== REQUIREMENT ==
If a line in the records below holds the string "beetle", count it; give only the total.

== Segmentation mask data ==
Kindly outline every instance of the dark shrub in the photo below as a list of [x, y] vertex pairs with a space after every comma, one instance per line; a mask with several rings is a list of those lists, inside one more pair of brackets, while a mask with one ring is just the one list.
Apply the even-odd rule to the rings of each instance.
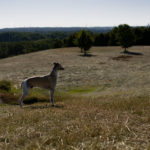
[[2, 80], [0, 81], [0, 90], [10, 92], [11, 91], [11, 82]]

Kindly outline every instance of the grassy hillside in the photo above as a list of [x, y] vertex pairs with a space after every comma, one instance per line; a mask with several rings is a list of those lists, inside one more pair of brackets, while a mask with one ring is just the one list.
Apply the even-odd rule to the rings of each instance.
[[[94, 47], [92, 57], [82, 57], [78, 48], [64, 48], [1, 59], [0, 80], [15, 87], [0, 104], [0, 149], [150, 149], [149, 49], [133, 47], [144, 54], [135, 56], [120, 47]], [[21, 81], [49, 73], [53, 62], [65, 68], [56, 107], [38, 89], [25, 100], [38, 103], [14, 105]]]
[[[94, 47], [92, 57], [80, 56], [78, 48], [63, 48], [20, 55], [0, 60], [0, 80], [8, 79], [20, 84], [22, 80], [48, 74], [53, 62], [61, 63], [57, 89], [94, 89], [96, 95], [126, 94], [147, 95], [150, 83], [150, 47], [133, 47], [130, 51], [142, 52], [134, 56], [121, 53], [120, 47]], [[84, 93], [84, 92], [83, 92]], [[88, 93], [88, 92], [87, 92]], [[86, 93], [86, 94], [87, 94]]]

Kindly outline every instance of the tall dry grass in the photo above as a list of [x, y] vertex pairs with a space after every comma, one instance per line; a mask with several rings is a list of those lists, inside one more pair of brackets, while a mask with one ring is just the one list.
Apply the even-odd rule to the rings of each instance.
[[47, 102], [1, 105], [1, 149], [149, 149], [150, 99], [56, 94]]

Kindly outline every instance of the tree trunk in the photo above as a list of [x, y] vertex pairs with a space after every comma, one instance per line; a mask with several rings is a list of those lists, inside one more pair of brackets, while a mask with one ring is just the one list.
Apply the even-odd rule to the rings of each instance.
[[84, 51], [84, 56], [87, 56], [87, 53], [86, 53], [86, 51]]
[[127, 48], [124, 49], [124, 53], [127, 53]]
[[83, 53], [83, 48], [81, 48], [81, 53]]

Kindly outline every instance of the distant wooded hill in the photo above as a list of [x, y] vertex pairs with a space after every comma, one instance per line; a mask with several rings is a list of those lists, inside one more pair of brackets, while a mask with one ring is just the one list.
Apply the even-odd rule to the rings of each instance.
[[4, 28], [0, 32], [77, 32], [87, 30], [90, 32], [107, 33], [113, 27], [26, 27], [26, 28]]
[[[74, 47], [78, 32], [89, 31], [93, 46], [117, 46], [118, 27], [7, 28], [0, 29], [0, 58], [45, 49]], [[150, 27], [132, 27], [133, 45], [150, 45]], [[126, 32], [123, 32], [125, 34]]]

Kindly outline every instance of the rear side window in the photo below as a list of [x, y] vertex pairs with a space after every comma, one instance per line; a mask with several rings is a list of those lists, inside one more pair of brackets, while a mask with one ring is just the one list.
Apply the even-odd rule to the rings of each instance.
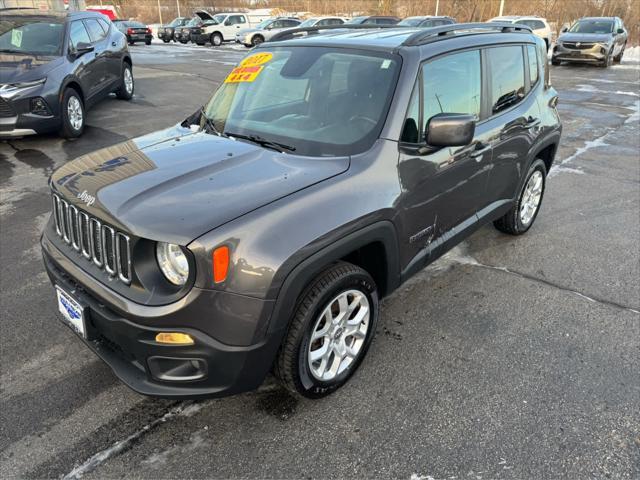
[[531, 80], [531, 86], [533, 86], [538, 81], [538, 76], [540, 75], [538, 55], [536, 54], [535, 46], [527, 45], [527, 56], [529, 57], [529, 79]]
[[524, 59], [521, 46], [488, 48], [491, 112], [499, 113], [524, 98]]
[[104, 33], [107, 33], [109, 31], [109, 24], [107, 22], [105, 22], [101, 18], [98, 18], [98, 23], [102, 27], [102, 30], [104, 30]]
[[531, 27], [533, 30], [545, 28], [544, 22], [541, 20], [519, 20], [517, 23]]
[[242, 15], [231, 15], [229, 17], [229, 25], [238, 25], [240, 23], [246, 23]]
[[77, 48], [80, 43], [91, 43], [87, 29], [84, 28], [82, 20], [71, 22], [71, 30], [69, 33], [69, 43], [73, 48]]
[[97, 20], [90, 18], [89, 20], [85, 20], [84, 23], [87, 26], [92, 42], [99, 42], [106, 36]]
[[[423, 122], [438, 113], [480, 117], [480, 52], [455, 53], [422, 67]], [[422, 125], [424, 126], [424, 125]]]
* * *
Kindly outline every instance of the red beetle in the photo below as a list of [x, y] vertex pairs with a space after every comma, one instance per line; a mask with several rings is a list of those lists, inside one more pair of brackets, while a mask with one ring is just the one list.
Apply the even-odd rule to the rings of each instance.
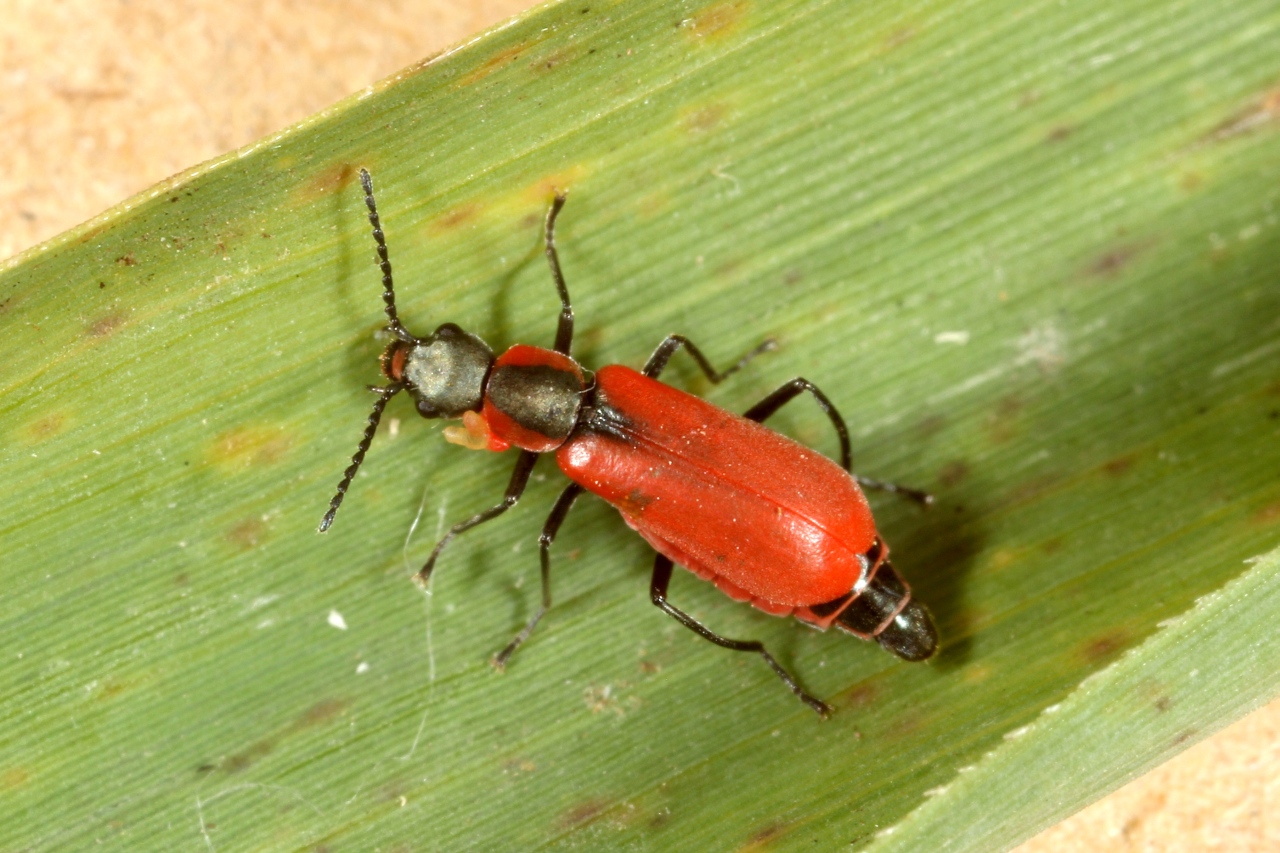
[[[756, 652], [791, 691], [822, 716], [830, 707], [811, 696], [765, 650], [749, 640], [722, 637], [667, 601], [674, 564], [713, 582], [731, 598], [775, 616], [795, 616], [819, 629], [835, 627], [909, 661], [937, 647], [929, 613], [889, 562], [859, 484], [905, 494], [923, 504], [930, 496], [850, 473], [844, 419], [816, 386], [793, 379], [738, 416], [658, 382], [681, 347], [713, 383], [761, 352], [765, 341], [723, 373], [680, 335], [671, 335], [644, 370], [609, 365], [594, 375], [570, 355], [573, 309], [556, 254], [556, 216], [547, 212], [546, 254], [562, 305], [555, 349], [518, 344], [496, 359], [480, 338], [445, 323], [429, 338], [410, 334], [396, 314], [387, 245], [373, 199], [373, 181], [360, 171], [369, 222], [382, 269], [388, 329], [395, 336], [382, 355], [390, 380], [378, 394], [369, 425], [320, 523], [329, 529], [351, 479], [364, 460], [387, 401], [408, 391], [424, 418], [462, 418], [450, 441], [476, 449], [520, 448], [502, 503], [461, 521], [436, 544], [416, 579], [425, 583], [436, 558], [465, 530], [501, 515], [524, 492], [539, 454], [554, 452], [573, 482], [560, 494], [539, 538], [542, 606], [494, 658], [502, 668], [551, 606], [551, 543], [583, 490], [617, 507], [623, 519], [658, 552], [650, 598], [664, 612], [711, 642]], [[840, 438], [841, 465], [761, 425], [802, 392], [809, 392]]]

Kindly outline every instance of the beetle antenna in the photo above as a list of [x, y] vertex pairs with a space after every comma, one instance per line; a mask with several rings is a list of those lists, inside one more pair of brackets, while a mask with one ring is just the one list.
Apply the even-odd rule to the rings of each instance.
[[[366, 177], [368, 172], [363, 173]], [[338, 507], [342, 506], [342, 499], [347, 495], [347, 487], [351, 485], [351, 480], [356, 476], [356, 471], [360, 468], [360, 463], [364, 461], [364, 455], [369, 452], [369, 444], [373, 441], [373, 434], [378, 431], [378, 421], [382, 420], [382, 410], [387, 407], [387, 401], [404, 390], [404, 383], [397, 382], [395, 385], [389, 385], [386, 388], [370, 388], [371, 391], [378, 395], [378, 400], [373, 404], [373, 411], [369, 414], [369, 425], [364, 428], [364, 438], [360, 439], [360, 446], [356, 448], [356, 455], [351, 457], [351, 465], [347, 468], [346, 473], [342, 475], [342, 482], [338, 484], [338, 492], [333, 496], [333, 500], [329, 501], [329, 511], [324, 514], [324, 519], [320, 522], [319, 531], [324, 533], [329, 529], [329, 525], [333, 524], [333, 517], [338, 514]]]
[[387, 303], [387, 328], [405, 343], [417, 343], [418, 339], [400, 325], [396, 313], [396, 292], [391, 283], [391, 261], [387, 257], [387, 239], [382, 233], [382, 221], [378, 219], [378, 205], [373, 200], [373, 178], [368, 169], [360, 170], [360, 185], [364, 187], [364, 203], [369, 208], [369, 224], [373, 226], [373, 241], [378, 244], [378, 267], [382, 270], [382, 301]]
--
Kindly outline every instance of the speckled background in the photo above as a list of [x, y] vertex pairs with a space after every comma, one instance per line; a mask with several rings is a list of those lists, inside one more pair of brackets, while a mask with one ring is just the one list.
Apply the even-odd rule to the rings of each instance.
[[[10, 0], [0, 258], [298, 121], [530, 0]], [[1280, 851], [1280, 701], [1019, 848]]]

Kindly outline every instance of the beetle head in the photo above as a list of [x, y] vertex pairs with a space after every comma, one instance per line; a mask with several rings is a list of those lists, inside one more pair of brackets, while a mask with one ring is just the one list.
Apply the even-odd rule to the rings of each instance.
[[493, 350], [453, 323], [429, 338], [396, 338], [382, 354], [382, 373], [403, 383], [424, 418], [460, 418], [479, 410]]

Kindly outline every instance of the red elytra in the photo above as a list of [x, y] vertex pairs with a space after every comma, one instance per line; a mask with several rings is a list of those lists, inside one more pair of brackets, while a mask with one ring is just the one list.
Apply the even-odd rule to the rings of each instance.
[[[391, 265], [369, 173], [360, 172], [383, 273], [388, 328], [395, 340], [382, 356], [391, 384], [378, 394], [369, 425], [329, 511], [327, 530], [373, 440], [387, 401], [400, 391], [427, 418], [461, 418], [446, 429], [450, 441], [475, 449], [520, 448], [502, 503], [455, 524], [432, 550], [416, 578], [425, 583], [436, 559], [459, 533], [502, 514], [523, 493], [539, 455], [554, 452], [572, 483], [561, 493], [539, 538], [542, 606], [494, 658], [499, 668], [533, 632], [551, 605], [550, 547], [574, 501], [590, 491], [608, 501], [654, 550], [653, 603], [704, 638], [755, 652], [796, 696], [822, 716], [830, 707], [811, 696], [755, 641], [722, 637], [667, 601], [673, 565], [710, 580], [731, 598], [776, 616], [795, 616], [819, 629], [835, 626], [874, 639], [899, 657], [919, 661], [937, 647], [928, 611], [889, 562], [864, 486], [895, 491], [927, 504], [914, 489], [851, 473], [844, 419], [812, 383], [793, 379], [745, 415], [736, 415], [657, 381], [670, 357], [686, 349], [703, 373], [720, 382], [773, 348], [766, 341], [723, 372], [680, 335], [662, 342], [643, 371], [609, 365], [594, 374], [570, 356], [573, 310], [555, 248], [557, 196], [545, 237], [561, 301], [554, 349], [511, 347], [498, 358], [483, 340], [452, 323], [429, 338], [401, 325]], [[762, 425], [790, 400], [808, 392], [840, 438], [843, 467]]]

== ANSWER SECTION ==
3